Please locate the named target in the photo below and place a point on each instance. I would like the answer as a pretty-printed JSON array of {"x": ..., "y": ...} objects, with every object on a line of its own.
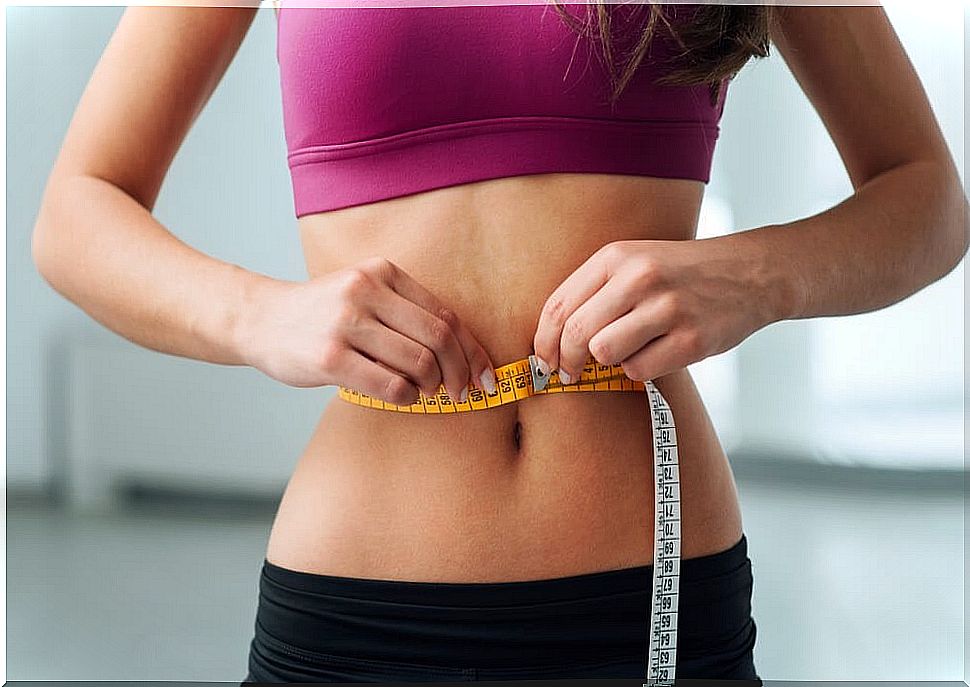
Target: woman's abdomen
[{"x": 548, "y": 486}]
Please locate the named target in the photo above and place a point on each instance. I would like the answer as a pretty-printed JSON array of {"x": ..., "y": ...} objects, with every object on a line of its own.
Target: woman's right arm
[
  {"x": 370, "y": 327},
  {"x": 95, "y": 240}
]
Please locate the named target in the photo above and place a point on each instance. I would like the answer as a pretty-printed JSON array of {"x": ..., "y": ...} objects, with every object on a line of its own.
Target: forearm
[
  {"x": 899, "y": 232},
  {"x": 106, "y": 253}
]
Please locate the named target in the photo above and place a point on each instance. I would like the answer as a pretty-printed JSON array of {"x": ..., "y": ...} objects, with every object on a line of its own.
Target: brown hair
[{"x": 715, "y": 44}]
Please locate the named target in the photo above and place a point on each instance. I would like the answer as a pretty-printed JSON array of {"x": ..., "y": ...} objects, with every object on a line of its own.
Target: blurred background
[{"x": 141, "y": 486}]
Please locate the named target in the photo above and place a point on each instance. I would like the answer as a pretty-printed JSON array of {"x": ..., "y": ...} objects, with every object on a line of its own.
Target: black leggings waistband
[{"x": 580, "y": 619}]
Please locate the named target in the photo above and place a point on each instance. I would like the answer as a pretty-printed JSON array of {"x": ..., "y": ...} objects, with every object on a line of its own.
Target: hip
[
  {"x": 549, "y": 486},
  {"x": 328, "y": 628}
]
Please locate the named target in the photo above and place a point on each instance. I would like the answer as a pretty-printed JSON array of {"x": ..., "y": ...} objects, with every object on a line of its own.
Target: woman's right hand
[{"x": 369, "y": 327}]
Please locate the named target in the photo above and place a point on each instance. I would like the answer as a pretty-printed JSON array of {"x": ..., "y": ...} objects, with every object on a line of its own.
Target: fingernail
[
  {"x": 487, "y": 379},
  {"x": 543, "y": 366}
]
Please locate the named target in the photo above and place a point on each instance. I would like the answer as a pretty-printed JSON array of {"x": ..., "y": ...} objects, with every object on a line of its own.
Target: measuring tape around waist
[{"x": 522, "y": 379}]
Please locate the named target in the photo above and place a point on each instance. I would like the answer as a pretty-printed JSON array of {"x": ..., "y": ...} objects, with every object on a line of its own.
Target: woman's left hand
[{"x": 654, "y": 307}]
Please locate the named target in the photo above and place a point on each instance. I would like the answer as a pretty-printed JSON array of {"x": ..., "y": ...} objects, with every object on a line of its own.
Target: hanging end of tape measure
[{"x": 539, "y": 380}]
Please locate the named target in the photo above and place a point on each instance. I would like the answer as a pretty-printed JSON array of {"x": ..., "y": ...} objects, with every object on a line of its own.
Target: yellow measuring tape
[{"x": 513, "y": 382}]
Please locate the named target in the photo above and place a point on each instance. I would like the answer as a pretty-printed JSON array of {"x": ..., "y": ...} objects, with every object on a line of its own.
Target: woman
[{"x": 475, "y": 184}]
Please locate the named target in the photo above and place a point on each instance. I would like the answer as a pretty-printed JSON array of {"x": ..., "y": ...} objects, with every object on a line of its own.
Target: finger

# # #

§ **Exercise objective**
Please reproduce the listing exactly, leaving out any pictures.

§ **Reply to the task**
Please locate the named target in the photo below and place a point on each instance. I would like the answer as a pretty-printed JSON array of {"x": ..., "y": ...} objects, with every object on a line of its own.
Target: woman's abdomen
[{"x": 548, "y": 486}]
Please locate the named target in the photo above and place a point on each instance. I would like the answer as a pretty-printed JSON array of {"x": ..., "y": ...} objects, with every object on a line of its own.
Target: woman's right arm
[
  {"x": 370, "y": 327},
  {"x": 95, "y": 240}
]
Please locate the named target in the photo above and place a point on each instance. I would like the answer as a pretty-printed JSON array of {"x": ..., "y": ...} objects, with every object on a line of its own.
Target: forearm
[
  {"x": 899, "y": 232},
  {"x": 106, "y": 253}
]
Please locate the named target in the photo above and place a point on each instance. I would like the answer as a pretty-printed JSON array of {"x": ..., "y": ...} objects, with every object on a line of its own.
Target: brown hair
[{"x": 715, "y": 44}]
Please locate the named target in the photo above and place a point on each instance. I would like the answer as a pretty-printed JSON array of {"x": ..., "y": ...} objects, with every object on a line of its own.
Target: blurred background
[{"x": 141, "y": 486}]
Please locate the named target in the photo above and place a point on each instance. I would like the answer as a pretty-printed JSON array of {"x": ..., "y": ...} objects, with every object on a line of its own.
Target: black leggings waistband
[{"x": 580, "y": 619}]
Please locate the named target in the photo above and place a point on each instance. I would like the answer as a pretty-printed JSON array of {"x": ..., "y": ...} objects, with every object on a line of its own.
Target: hip
[
  {"x": 549, "y": 486},
  {"x": 328, "y": 628}
]
Please locate the named target in the photo above and place a point on each instance. I would like the answer as a pretty-printed JSON array of {"x": ..., "y": ...} objects, with every object on a line of its own.
Target: woman's right hand
[{"x": 369, "y": 327}]
Please locate the named target in the photo above and place a point on each instance. I would like the answer as a pretty-printed JSON array of {"x": ..., "y": ...} objects, with every object on a line of its own.
Target: fingernail
[
  {"x": 487, "y": 379},
  {"x": 543, "y": 366}
]
Please locate the named target in the photo above and place a point on each instance. I would like the answer as a pretty-printed JSON array of {"x": ..., "y": ...} objects, with every object on a line of its own.
Target: measuring tape around waist
[{"x": 522, "y": 379}]
Please locate the named target in the photo above and place a point on each instance. I would like the answer as a pretty-printed JSON array of {"x": ..., "y": ...} objects, with every object on a line of its own.
Target: woman's left hand
[{"x": 654, "y": 307}]
Please locate the named target in the photo above and place a point on each instance. I would like the answer as a pretty-printed JSON array of {"x": ..., "y": ...} objects, with every object on a line of its own.
Target: hanging end of tape measure
[{"x": 539, "y": 380}]
Please locate the named target in the photo above and place a point on each instance. I would like the answer as a pretty-printed JSON array of {"x": ..., "y": ...} objects, with every object on a line of its own.
Target: yellow measuring tape
[{"x": 513, "y": 382}]
Please locate the named target in the photo above and place a point on each instance. I would like the answer as a pretty-printed JSON array of {"x": ..., "y": ...} objects, with every object on a line of its own.
Target: woman
[{"x": 475, "y": 184}]
Please locate the named target in the photo above and place a point on each instance. I would like the answer as a pretty-printed JSON array of {"x": ..., "y": ...} objects, with every object on a line of its own.
Target: finger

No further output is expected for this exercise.